▶ _YOUR ASSIGNMENT_
From the listing below, pull out every line where the string "point" appears.

▶ _DATASET EXCERPTS_
========================================================================

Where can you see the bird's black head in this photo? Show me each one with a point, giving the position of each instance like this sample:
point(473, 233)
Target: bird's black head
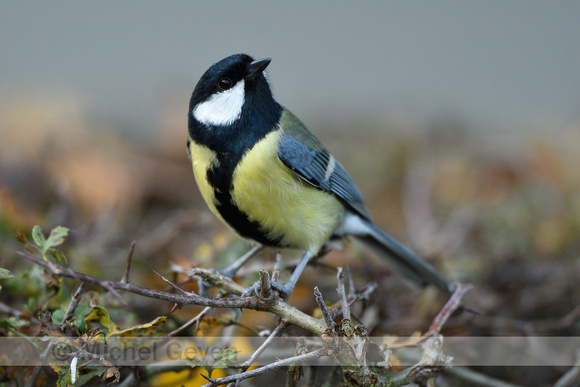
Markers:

========================================================================

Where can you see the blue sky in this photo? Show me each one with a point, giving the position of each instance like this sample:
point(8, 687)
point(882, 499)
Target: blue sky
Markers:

========================================================================

▶ _TASK RESULT_
Where can you see the bird's black head in this photo? Show me each one with a point, giving the position of each instance like this sample:
point(473, 233)
Where can you see the blue sky in this photo? Show me each one with a point, giving the position of each instance like this sample:
point(8, 687)
point(882, 499)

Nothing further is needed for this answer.